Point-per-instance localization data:
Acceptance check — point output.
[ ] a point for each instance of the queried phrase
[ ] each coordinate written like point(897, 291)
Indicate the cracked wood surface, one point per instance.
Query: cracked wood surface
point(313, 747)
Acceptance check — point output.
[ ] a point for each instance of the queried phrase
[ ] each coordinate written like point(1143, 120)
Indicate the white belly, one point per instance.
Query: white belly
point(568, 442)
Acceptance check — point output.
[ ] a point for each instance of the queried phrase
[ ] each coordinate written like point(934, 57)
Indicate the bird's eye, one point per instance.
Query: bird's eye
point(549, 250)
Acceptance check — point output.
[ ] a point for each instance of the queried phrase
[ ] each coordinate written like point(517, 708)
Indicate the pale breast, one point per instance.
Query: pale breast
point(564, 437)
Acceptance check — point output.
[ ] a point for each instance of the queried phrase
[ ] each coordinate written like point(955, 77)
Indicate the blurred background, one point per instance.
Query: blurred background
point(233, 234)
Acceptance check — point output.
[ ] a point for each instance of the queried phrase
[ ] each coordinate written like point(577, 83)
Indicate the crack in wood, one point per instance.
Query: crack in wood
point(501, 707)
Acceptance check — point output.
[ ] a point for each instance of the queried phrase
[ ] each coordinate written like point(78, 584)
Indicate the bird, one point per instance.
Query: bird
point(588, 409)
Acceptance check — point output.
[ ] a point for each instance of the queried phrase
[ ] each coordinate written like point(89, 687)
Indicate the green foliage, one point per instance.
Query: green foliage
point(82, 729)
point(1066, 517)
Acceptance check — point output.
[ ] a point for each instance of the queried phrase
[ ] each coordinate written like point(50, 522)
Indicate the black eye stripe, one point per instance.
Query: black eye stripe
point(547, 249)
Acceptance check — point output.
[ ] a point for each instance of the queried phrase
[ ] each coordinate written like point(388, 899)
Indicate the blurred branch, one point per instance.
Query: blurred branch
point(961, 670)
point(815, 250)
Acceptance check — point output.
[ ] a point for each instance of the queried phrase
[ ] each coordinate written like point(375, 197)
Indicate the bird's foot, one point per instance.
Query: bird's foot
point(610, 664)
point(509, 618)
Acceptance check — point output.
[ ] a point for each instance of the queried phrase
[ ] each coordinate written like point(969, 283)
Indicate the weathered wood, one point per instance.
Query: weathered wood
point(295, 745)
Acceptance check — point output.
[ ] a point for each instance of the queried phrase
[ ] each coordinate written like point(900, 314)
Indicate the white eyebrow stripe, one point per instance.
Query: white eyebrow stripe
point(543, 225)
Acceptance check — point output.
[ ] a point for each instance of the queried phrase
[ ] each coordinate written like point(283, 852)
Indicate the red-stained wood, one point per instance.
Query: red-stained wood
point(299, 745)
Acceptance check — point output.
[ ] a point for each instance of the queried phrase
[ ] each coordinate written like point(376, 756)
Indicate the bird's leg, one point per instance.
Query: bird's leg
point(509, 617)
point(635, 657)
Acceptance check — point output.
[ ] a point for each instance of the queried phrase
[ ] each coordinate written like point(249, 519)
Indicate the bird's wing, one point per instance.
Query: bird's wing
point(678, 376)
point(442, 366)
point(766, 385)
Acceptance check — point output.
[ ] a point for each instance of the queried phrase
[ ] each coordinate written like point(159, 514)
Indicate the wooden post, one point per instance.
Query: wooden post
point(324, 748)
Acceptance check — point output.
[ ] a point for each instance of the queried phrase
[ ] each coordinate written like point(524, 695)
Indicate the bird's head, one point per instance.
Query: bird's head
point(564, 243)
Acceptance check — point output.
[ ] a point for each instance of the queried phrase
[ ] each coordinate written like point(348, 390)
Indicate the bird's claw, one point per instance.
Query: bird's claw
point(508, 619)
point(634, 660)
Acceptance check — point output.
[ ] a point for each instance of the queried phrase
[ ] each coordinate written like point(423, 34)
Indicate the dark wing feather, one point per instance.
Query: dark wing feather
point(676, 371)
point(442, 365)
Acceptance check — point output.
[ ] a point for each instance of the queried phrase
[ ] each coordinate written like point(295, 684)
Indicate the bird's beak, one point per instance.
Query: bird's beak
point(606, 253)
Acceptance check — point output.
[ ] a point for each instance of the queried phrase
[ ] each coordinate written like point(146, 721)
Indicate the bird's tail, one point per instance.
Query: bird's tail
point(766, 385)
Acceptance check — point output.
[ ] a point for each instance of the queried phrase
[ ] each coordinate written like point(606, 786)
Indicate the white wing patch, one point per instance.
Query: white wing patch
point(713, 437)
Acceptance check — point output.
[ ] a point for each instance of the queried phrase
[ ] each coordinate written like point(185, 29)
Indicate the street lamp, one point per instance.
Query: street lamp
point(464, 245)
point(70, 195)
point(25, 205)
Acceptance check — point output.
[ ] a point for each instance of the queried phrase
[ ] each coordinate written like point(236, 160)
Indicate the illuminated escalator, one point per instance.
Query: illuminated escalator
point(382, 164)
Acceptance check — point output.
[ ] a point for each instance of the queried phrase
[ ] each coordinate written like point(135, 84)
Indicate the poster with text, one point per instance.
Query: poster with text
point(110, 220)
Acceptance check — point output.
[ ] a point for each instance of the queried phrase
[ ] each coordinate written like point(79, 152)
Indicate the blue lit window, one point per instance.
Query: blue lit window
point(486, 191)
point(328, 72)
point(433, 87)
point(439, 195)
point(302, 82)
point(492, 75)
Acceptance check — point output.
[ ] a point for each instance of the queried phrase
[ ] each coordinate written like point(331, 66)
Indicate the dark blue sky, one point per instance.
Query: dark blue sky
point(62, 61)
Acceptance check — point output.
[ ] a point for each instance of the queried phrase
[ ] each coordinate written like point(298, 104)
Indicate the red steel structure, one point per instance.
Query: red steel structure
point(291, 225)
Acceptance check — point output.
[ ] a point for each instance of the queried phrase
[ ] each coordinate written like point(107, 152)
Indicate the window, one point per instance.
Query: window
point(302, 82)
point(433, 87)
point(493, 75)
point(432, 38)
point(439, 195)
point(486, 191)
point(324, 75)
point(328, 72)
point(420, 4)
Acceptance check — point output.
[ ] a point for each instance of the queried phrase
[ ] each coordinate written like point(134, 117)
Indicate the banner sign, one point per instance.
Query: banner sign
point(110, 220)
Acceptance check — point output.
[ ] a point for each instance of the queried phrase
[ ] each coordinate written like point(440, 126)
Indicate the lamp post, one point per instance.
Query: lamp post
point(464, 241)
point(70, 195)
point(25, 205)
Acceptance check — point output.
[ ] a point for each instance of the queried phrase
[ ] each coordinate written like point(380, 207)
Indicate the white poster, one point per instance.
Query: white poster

WORK TO COMPLETE:
The entries are to be transcribed exactly, each line in full.

SOLUTION FOR THIS EXERCISE:
Acceptance check — point output.
[ ] a point for each instance of the queried phrase
[ ] each coordinate written like point(897, 291)
Indicate the cracked wood surface, one point per instance.
Query: cracked wood surface
point(313, 747)
Acceptance check — point output.
[ ] a point for each instance of the queried phrase
[ ] each coordinate written like point(1143, 120)
Indicate the white belly, one point per instance.
Query: white belly
point(568, 442)
Acceptance check — point output.
[ ] a point for each instance of the queried phrase
[ ] each coordinate written like point(934, 57)
Indicate the bird's eye, one point per instance.
Query: bird's eye
point(549, 250)
Acceptance check — point output.
[ ] a point for each instance of the queried phrase
[ ] each coordinate written like point(517, 708)
Indicate the pale breast, one point per instance.
Query: pale breast
point(564, 437)
Acceptance check — point output.
[ ] a point for each instance of the queried phrase
[ ] each coordinate written like point(955, 77)
Indicate the blurred background, one point per instance.
Query: blurred background
point(233, 234)
Acceptance check — point output.
[ ] a point for each instance of the queried phrase
[ ] each coordinate written like point(577, 83)
Indicate the crack in wood, one point per instance.
Query: crack in wood
point(501, 707)
Acceptance check — point output.
[ ] a point for each instance of the queried phrase
[ ] each coordinate written like point(78, 584)
Indicate the bird, one point per instance.
Query: bird
point(588, 409)
Acceptance check — point output.
[ ] a point for each instance of the queried phrase
[ ] each coordinate written like point(89, 687)
Indicate the green foliage, one point per instance.
Query: green foliage
point(82, 729)
point(1066, 517)
Acceptance check — point output.
[ ] a point for each instance of the queried phrase
[ ] each coordinate written like point(50, 522)
Indicate the black eye stripe, one point per instance.
Query: black eye stripe
point(547, 249)
Acceptance check — point output.
[ ] a point for each instance of the queried phrase
[ ] each coordinate written like point(388, 899)
Indicate the blurred branch, one point per instance.
Query: blurred branch
point(961, 670)
point(815, 250)
Acceptance check — point output.
[ ] a point for each instance of the queried phrase
[ ] each coordinate written like point(375, 197)
Indicate the bird's foot, one point per instance.
Query: bird's foot
point(610, 664)
point(509, 618)
Acceptance check — point output.
[ ] a point for each instance of the queried phrase
[ ] each coordinate written like point(969, 283)
Indicate the weathered wood, one point per instance.
Query: weathered wood
point(295, 745)
Acceptance check — point output.
[ ] a point for each instance of the queried phrase
[ ] each coordinate written like point(900, 314)
Indicate the white eyebrow stripe, one point per instance.
Query: white eyebrow stripe
point(543, 225)
Acceptance check — point output.
[ ] a point for each instance of the queried phrase
[ ] each coordinate written like point(283, 852)
Indicate the red-stained wood, one point per instance.
Query: red-stained wood
point(299, 745)
Acceptance check — point output.
[ ] a point for each instance of the queried phrase
[ ] each coordinate written like point(376, 756)
Indicate the bird's leg, one point per instance.
Query: bird's leg
point(509, 617)
point(635, 657)
Acceptance check — point output.
[ ] a point for each instance of the queried phrase
[ ] each coordinate written like point(249, 519)
Indicate the bird's wing, one point per instance.
Query: bird's wing
point(678, 376)
point(442, 366)
point(766, 385)
Acceptance check — point output.
[ ] a point for each instance of the queried phrase
[ ] each coordinate written like point(159, 514)
Indicate the wooden post, one point per instance.
Query: wooden post
point(324, 748)
Acceptance check — point output.
[ ] a point for each instance of the queried phrase
[ ] each coordinate written like point(524, 695)
Indicate the bird's head, one point per instance.
Query: bird's head
point(564, 243)
Acceptance check — point output.
[ ] a point for each instance of the queried phrase
[ ] each coordinate written like point(348, 390)
Indicate the bird's claw, one point per instance.
Query: bird's claw
point(508, 619)
point(634, 660)
Acceptance check — point output.
[ ] a point for each instance of the queried phrase
[ ] each coordinate written like point(423, 34)
Indicate the dark wing feather, one point per instance.
Query: dark wing feather
point(676, 371)
point(442, 365)
Acceptance check — point output.
[ ] a point for each instance of the queried phrase
[ ] each coordinate written like point(295, 684)
Indicate the bird's beak, one point per instance.
Query: bird's beak
point(606, 253)
Acceptance check — point output.
[ ] a point for each instance of the queried phrase
[ ] each coordinate written like point(146, 721)
Indicate the bird's tail, one point per instance.
Query: bird's tail
point(766, 385)
Acceptance check — point output.
[ ] a point for each instance of the queried phrase
[ ] each coordinate written like point(606, 786)
Indicate the white wing patch, one point per instance.
Query: white wing patch
point(713, 437)
Acceptance check — point output.
[ ] a point for each instance of the queried phrase
[ ] each coordinate written like point(185, 29)
Indicate the street lamp, one point per instance.
Query: street lamp
point(464, 245)
point(70, 195)
point(25, 205)
Acceptance check — point output.
[ ] a point for each instance of the queried phrase
[ ] each coordinate written like point(236, 160)
Indicate the illuminated escalator, one point per instance.
Query: illuminated escalator
point(382, 164)
Acceptance check — point output.
[ ] a point for each instance of the queried phrase
[ ] each coordinate written like point(135, 84)
Indicate the poster with text, one point per instance.
Query: poster with text
point(110, 220)
Acceptance check — point output.
[ ] a point for each instance of the queried phrase
[ ] each coordinate written like point(79, 152)
Indicate the blue lit window, one point per instance.
Query: blue lit window
point(486, 191)
point(328, 72)
point(433, 87)
point(439, 195)
point(302, 82)
point(492, 75)
Acceptance check — point output.
[ ] a point for each instance of the queried phrase
[ ] each coordinate written like point(331, 66)
Indicate the dark blue sky, one point per instance.
Query: dark blue sky
point(62, 61)
Acceptance check — point output.
[ ] a point for each instance of the queried phrase
[ ] each coordinate written like point(298, 104)
Indicate the red steel structure, one point per instance.
Query: red steel structure
point(291, 225)
Acceptance check — point output.
[ ] a point for each instance of the queried phrase
[ ] each coordinate written like point(107, 152)
Indicate the window, one point per instance.
Query: window
point(302, 82)
point(433, 87)
point(493, 75)
point(432, 38)
point(439, 195)
point(486, 191)
point(324, 75)
point(328, 72)
point(420, 4)
Acceptance check — point output.
[ ] a point for each instance of the queried phrase
[ ] each coordinate written like point(134, 117)
Indicate the banner sign, one point per instance.
Query: banner sign
point(110, 220)
Acceptance check — point output.
[ ] a point for each instance of the queried phrase
[ ] each coordinate written like point(440, 126)
Indicate the lamp post, one point per instance.
Query: lamp post
point(464, 241)
point(70, 195)
point(25, 205)
Acceptance check — point output.
[ ] a point for each instance of the queried phrase
[ ] each coordinate written like point(380, 207)
Indicate the white poster, one point per instance.
Query: white poster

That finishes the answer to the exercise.